§ TEXT SHOWN:
#####
Tedros Adhanom Ghebreyesus reiterated the UN’s appreciation committing to further strengthen WHO’s mandate in coordinating the international fight, noting that “all of your countries have been affected, and you are all at different stages of the response.”
With some countries such as Austria, Germany and Italy, beginning to announce an easing of restrictions in line with encouraging data such as falling caseloads and hospital deaths, Tedros said it was key to see lifting so-called lockdown restrictions as “not the end of the epidemic in any country; it’s just the beginning of the next phase.
“It’s vital in this next phase that countries educate, engage and empower their people to prevent and respond rapidly to any resurgence”, he said adding that it was essential to ensure they have capacity to “detect, test, isolate and care for every case, and trace every contact, and to ensure their health systems have the capacity to absorb any increase in cases.”
He welcomed a pledge from G20 chair, Saudi Arabia of $500 million to support global efforts against the pandemic, including concrete action with the G20 Global Innovation Hub for Improving Value in Health, the Digital Health Task Force and the Global Patient Safety Leaders Group.
The WHO chief said he was deeply concerned that the virus now appears to be “gathering pace in countries that lack the capacity of many G20 countries to respond to it. Urgent support is needed, not only to support countries to respond to COVID-19, but to ensure other essential health services continue.”
WHO sounded the alarm ‘loud and clear’
He added, in response to criticism from the US and other sceptics over WHO’s handling of the early stage of the international health emergency in China, that “since the beginning”, the agency had “sounded the alarm bell loud and clear.”
“And we continue to fulfil our mandate to coordinate the global response, working with partners to save lives. We’ve engaged thousands of scientists and experts all over the world to develop detailed technical guidance for countries. We’ve shipped supplies of lab diagnostics and personal protective equipment to many countries, and expanded testing capacity.”
#####
§ DATA EXTRACTS:
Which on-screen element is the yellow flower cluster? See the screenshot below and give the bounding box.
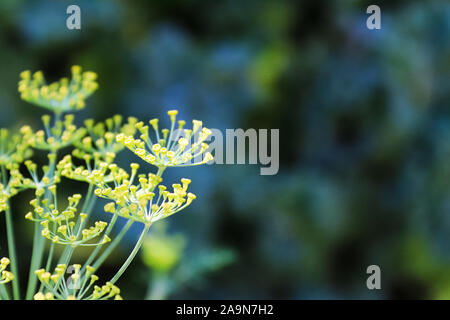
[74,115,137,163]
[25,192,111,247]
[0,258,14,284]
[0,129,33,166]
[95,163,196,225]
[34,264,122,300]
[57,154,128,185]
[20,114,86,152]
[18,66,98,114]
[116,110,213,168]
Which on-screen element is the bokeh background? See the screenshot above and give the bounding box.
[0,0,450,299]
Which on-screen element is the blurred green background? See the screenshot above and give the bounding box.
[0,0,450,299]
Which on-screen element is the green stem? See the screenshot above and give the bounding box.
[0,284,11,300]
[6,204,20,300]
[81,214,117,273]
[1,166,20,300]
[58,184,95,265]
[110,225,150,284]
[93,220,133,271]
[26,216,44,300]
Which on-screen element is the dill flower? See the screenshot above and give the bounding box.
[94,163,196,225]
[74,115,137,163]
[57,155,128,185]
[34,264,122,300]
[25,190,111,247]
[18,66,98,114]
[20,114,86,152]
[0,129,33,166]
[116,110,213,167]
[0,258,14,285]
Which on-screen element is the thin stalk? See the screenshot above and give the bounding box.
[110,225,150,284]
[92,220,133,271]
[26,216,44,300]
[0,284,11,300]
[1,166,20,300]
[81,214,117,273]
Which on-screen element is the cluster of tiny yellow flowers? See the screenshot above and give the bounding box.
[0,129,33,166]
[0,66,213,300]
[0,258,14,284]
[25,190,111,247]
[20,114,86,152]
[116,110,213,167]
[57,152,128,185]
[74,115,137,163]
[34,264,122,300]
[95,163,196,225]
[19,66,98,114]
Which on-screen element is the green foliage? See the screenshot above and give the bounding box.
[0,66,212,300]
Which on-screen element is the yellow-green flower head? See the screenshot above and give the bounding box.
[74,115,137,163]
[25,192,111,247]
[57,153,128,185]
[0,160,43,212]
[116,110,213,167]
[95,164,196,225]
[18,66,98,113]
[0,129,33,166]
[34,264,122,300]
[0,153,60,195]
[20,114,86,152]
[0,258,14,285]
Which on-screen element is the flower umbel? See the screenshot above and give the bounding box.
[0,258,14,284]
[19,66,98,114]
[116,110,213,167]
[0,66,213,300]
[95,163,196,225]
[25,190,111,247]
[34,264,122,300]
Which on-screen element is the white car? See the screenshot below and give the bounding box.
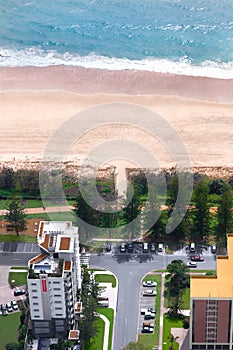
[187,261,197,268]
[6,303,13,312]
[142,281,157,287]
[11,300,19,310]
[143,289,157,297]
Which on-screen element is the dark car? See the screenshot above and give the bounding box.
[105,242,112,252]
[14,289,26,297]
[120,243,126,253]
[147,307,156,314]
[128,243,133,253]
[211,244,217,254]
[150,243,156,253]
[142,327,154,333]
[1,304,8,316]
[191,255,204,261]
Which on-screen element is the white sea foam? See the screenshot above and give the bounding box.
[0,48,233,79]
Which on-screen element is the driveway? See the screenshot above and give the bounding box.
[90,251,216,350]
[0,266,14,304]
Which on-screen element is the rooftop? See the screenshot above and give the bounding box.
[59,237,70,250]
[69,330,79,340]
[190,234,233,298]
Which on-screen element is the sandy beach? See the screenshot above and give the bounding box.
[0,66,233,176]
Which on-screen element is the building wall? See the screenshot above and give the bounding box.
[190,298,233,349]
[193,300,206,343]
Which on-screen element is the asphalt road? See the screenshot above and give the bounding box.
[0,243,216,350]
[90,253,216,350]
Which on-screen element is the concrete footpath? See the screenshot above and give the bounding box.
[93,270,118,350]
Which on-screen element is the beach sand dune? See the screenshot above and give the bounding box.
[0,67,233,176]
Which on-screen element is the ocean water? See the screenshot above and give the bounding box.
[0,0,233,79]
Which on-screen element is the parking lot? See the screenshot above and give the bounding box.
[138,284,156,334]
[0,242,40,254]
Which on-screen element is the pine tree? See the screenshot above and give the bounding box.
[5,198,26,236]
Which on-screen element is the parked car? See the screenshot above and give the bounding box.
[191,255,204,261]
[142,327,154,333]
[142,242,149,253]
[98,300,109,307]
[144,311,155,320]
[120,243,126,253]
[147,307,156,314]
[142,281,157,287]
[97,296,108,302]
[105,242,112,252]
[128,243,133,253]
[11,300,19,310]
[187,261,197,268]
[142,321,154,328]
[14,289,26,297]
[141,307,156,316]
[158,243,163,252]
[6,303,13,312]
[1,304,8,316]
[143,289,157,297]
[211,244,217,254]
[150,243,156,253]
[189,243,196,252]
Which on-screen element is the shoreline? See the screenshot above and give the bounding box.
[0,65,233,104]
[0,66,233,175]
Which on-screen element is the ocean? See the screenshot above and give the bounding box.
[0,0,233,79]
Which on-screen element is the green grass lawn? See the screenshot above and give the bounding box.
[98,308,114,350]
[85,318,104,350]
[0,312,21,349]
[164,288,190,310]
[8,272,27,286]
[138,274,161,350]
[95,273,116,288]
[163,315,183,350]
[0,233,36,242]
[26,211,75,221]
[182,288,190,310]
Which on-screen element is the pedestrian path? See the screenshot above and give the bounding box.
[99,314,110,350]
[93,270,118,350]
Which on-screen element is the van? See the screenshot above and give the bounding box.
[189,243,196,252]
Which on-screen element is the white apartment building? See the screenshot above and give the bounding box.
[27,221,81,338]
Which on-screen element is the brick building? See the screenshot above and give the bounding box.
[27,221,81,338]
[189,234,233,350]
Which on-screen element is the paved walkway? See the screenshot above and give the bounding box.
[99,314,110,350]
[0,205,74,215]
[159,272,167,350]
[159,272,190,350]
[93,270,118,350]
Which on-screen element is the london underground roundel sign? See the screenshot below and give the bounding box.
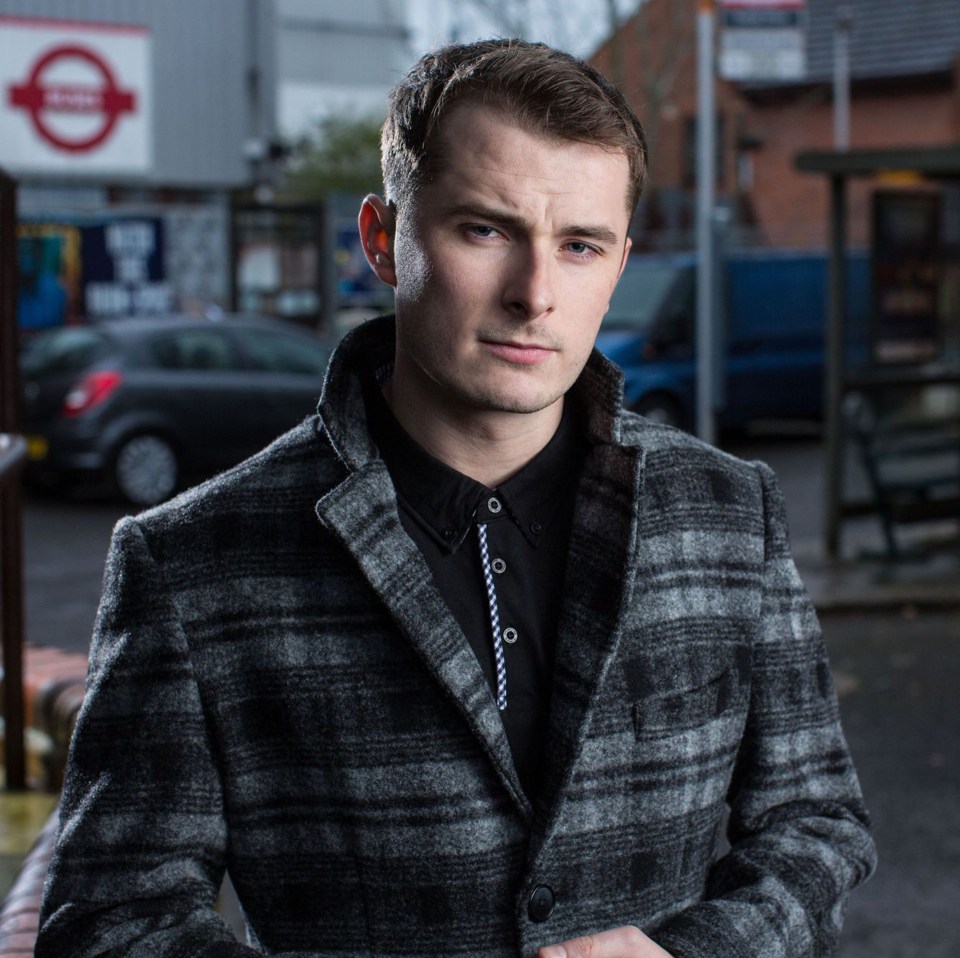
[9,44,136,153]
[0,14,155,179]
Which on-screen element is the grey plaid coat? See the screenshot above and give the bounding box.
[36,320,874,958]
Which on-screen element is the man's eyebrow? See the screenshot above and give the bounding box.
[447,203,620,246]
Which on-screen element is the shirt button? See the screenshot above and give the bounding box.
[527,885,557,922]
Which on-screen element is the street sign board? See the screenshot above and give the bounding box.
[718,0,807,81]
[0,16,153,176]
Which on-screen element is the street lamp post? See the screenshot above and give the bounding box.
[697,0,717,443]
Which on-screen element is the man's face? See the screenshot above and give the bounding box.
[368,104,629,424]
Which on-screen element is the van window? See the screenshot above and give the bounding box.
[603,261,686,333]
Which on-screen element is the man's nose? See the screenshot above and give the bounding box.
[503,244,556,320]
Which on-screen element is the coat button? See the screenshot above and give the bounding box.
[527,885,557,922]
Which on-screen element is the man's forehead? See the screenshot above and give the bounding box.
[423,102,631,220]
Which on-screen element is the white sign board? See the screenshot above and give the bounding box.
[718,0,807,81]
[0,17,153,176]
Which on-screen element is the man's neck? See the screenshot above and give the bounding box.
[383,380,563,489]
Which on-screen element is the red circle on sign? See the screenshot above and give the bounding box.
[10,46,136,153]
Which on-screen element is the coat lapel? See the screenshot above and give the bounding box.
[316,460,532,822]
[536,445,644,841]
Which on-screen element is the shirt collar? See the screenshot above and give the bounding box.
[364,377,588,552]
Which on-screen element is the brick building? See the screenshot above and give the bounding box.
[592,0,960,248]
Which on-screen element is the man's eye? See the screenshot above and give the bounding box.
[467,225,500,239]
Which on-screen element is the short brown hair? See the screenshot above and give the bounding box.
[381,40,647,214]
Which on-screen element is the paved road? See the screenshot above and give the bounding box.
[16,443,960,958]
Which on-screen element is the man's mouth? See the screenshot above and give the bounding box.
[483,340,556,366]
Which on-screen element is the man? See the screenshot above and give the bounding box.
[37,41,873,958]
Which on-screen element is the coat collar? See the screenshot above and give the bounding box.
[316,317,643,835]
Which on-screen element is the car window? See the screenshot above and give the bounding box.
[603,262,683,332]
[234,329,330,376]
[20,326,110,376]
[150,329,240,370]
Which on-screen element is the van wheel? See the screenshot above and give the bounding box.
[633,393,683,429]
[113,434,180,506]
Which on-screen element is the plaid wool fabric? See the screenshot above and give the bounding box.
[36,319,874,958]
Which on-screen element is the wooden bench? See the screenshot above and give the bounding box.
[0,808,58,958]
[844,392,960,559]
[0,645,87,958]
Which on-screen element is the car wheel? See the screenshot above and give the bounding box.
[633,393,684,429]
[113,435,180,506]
#####
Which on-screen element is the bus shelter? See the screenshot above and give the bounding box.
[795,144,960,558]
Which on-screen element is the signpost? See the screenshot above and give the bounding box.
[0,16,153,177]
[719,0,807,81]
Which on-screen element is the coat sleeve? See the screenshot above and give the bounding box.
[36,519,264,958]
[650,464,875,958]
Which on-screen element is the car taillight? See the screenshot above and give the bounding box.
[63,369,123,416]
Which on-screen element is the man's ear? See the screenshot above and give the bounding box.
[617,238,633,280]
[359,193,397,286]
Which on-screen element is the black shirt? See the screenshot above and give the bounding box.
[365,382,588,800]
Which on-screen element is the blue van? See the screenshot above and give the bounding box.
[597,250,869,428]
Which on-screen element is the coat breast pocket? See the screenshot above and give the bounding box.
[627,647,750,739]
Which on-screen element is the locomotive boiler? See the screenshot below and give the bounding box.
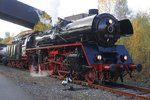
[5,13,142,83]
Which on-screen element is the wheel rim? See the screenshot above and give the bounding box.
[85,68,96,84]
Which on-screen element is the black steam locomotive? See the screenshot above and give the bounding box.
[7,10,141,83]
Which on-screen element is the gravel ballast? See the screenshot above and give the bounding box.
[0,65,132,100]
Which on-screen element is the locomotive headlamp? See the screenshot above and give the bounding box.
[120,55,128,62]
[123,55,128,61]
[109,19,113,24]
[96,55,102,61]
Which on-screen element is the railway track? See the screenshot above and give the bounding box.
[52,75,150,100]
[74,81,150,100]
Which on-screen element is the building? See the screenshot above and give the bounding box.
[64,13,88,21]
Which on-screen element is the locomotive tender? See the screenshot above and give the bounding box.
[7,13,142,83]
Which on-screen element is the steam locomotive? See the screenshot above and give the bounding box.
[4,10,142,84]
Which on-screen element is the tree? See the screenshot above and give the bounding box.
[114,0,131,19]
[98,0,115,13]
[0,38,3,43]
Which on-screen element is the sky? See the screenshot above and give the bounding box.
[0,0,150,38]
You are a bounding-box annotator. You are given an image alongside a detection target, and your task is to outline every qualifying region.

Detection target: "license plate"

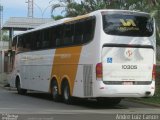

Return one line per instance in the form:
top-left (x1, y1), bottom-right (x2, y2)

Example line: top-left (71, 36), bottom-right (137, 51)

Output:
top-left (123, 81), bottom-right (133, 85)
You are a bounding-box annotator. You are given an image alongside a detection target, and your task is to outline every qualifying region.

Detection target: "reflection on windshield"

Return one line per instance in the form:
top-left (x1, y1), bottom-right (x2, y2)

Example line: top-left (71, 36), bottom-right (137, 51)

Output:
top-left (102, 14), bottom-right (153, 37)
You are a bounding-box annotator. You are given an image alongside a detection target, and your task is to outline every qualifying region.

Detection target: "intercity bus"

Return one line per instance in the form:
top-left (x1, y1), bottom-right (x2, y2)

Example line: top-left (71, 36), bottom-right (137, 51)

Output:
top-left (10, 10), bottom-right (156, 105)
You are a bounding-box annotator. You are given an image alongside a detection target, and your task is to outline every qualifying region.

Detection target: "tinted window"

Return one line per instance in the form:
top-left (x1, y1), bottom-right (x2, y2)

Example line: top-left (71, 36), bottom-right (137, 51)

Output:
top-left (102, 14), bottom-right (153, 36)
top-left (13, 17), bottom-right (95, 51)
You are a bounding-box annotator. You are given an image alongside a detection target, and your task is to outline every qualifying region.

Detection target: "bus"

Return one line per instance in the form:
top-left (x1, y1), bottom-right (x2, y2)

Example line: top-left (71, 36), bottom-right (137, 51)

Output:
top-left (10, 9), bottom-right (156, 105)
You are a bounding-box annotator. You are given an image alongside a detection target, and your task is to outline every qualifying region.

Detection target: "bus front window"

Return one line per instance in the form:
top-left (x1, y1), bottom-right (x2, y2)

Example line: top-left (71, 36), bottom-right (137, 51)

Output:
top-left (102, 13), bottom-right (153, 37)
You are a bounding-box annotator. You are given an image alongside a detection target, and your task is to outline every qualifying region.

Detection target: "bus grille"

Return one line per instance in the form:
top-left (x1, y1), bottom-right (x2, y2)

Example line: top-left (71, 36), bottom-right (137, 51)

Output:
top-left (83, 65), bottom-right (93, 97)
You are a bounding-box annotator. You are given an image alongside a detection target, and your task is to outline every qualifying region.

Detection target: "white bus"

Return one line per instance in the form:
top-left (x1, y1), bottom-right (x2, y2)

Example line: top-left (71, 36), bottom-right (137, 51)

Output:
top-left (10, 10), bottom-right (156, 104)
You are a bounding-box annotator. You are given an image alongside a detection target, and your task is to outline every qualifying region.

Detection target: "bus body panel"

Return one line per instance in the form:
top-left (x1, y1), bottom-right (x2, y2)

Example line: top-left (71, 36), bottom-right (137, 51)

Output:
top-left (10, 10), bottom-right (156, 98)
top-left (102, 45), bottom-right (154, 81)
#####
§ TASK PROMPT:
Copy out the entire text above on the WHO chief's remarks about easing lockdowns and WHO's pandemic response, word for word with its original punctuation.

§ RESPONSE BOX:
Tedros Adhanom Ghebreyesus reiterated the UN’s appreciation committing to further strengthen WHO’s mandate in coordinating the international fight, noting that “all of your countries have been affected, and you are all at different stages of the response.”
With some countries such as Austria, Germany and Italy, beginning to announce an easing of restrictions in line with encouraging data such as falling caseloads and hospital deaths, Tedros said it was key to see lifting so-called lockdown restrictions as “not the end of the epidemic in any country; it’s just the beginning of the next phase.
“It’s vital in this next phase that countries educate, engage and empower their people to prevent and respond rapidly to any resurgence”, he said adding that it was essential to ensure they have capacity to “detect, test, isolate and care for every case, and trace every contact, and to ensure their health systems have the capacity to absorb any increase in cases.”
He welcomed a pledge from G20 chair, Saudi Arabia of $500 million to support global efforts against the pandemic, including concrete action with the G20 Global Innovation Hub for Improving Value in Health, the Digital Health Task Force and the Global Patient Safety Leaders Group.
The WHO chief said he was deeply concerned that the virus now appears to be “gathering pace in countries that lack the capacity of many G20 countries to respond to it. Urgent support is needed, not only to support countries to respond to COVID-19, but to ensure other essential health services continue.”
WHO sounded the alarm ‘loud and clear’
He added, in response to criticism from the US and other sceptics over WHO’s handling of the early stage of the international health emergency in China, that “since the beginning”, the agency had “sounded the alarm bell loud and clear.”
“And we continue to fulfil our mandate to coordinate the global response, working with partners to save lives. We’ve engaged thousands of scientists and experts all over the world to develop detailed technical guidance for countries. We’ve shipped supplies of lab diagnostics and personal protective equipment to many countries, and expanded testing capacity.”